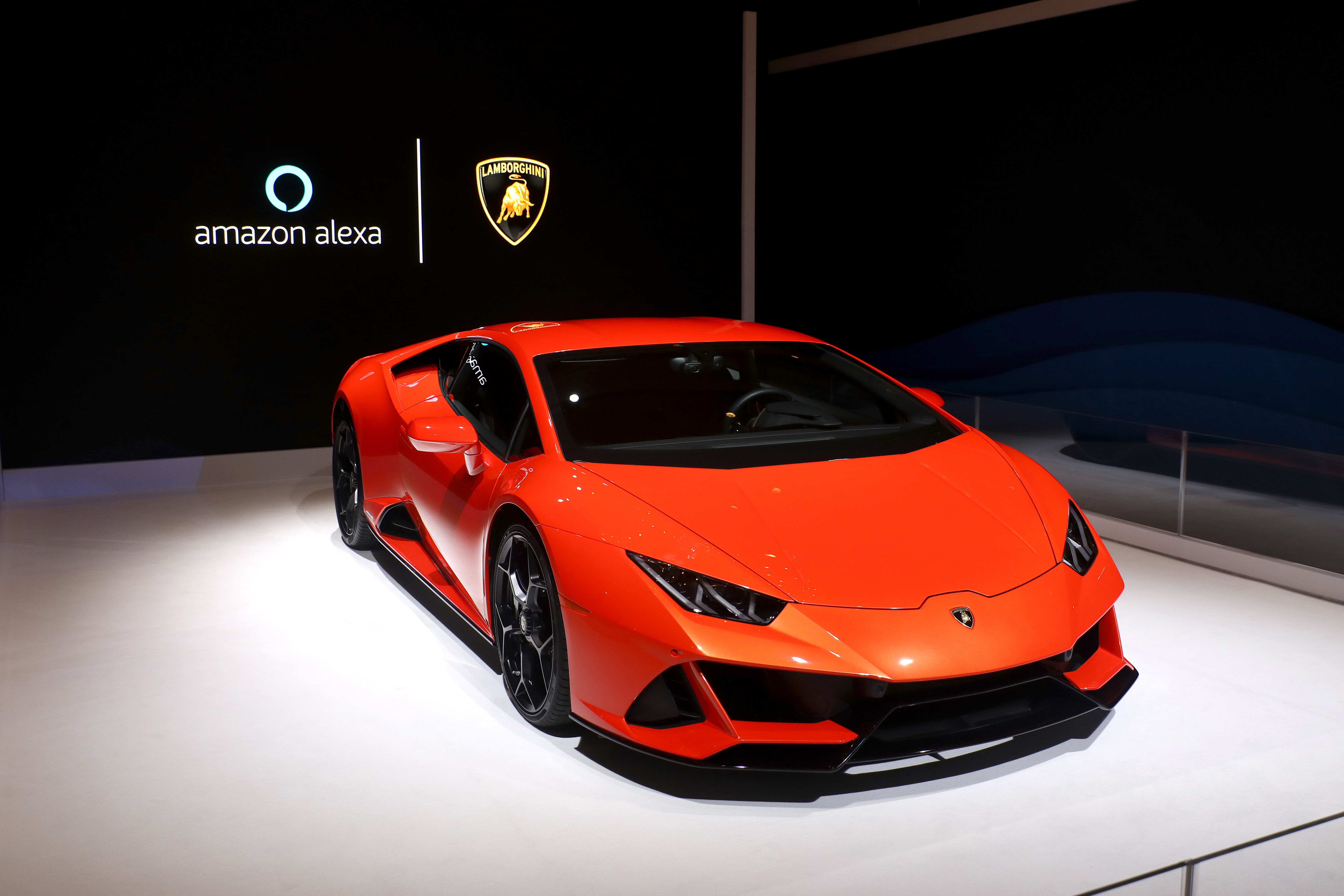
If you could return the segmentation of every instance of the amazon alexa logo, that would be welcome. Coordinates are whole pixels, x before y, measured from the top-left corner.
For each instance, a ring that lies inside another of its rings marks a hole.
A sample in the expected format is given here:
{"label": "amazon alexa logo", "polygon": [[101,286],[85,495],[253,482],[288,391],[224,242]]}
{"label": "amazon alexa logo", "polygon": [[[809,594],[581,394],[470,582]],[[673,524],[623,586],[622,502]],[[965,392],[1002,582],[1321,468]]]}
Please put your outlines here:
{"label": "amazon alexa logo", "polygon": [[[285,175],[293,175],[304,184],[304,197],[300,199],[293,208],[282,203],[280,197],[276,196],[276,181]],[[280,211],[301,211],[313,199],[313,181],[308,177],[308,172],[298,165],[281,165],[276,171],[266,175],[266,199],[269,199],[270,204]]]}

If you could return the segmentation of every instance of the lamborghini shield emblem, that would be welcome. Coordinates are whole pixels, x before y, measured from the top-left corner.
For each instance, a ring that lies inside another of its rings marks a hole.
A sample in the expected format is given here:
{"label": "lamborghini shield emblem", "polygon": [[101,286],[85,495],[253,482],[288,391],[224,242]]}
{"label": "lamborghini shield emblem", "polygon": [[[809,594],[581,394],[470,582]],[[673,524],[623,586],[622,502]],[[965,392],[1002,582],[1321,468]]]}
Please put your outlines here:
{"label": "lamborghini shield emblem", "polygon": [[551,167],[535,159],[487,159],[476,165],[476,191],[485,218],[509,246],[532,232],[546,211]]}

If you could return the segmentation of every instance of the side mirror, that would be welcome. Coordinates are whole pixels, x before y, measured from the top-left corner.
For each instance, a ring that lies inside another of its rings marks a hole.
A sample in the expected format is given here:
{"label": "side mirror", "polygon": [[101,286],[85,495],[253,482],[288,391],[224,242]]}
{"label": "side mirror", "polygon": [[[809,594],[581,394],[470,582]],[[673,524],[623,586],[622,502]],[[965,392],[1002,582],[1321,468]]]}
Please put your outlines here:
{"label": "side mirror", "polygon": [[934,407],[942,407],[942,396],[933,390],[919,388],[918,386],[909,387],[911,392],[929,402]]}
{"label": "side mirror", "polygon": [[481,442],[465,416],[418,416],[406,426],[406,441],[427,454],[462,454],[468,476],[485,469]]}

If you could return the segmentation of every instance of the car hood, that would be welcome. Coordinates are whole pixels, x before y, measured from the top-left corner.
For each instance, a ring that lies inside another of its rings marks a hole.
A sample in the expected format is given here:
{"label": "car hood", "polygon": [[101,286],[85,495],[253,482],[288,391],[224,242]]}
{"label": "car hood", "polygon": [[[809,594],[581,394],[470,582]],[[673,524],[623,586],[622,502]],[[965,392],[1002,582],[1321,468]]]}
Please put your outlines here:
{"label": "car hood", "polygon": [[1031,496],[978,433],[909,454],[741,470],[583,466],[801,603],[991,596],[1056,562]]}

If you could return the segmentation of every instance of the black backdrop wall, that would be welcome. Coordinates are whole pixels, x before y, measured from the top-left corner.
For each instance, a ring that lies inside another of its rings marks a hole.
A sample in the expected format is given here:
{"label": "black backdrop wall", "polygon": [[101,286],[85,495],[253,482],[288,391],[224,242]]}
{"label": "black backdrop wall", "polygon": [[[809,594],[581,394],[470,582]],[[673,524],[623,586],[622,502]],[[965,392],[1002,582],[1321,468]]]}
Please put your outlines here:
{"label": "black backdrop wall", "polygon": [[[935,388],[1344,453],[1339,11],[1137,0],[763,74],[1003,5],[759,7],[758,318]],[[17,28],[4,465],[323,445],[355,357],[487,321],[735,317],[739,9]],[[552,167],[517,247],[492,156]],[[332,220],[383,242],[313,244]],[[281,222],[309,243],[194,242]]]}
{"label": "black backdrop wall", "polygon": [[[735,317],[739,9],[556,9],[103,8],[17,30],[4,465],[324,445],[355,359],[485,322]],[[517,247],[477,199],[496,156],[552,169]],[[284,164],[313,183],[300,212],[263,193]],[[383,242],[314,244],[331,220]],[[200,224],[308,242],[198,246]]]}
{"label": "black backdrop wall", "polygon": [[[767,54],[805,24],[763,15]],[[769,75],[761,320],[939,390],[1344,453],[1341,24],[1138,0]]]}

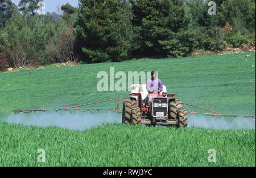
====================
How many lines in the material above contain the string "wall"? Reply with the number alone.

6